▸ **Required task**
In the records below, could you recast everything from the line containing "If you could locate the rocky" down to the line containing "If you could locate the weathered", both lines included, as a JSON list of strings, one string per line, with blank lines left out?

▸ **Source material**
**********
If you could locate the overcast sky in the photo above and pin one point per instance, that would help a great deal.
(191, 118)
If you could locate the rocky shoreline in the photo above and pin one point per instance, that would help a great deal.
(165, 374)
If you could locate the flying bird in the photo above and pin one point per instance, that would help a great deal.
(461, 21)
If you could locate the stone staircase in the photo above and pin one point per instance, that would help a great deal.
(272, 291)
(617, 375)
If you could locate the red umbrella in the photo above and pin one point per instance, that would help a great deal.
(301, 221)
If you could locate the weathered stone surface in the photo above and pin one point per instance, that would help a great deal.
**********
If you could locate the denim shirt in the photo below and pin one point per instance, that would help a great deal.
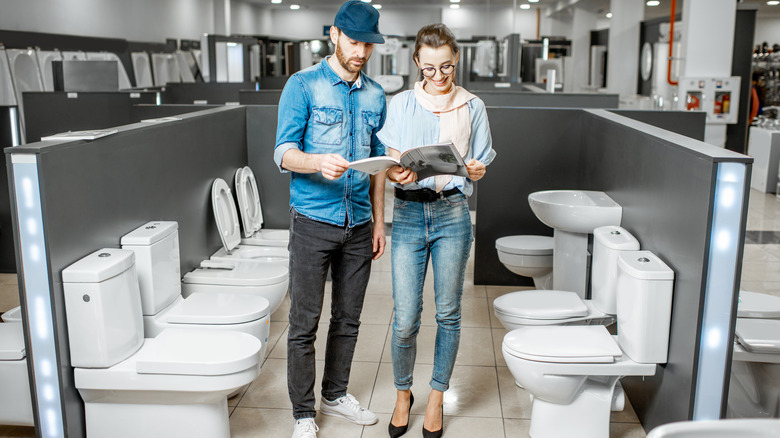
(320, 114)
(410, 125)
**********
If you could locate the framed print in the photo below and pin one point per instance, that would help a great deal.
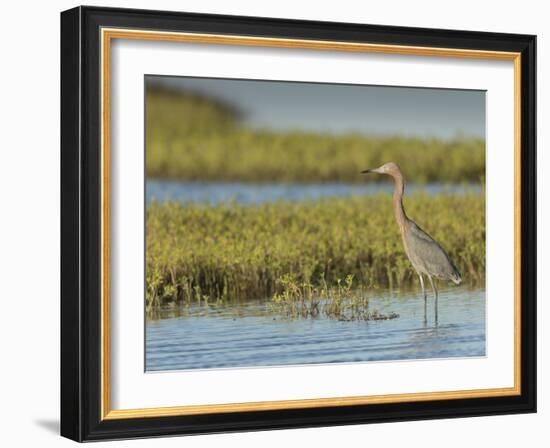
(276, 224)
**********
▸ **Output for this exercise**
[
  "If you could locate the rocky shoreline in the photo above and pin one point per instance, that would help a great deal.",
  "(165, 374)",
  "If you could locate the flying bird in the photo above and pin one point per instance, that would help a great deal.",
  "(461, 21)",
  "If you could locate the stone staircase in the photo above and pin one point per instance, that would help a great deal.",
  "(272, 291)",
  "(617, 375)",
  "If you could locate the red umbrella in the photo above and pin one point per instance, that would help a great deal.",
  "(301, 221)",
  "If you could locate the weathered stone surface in the photo above and pin one point per instance, that would help a great deal."
]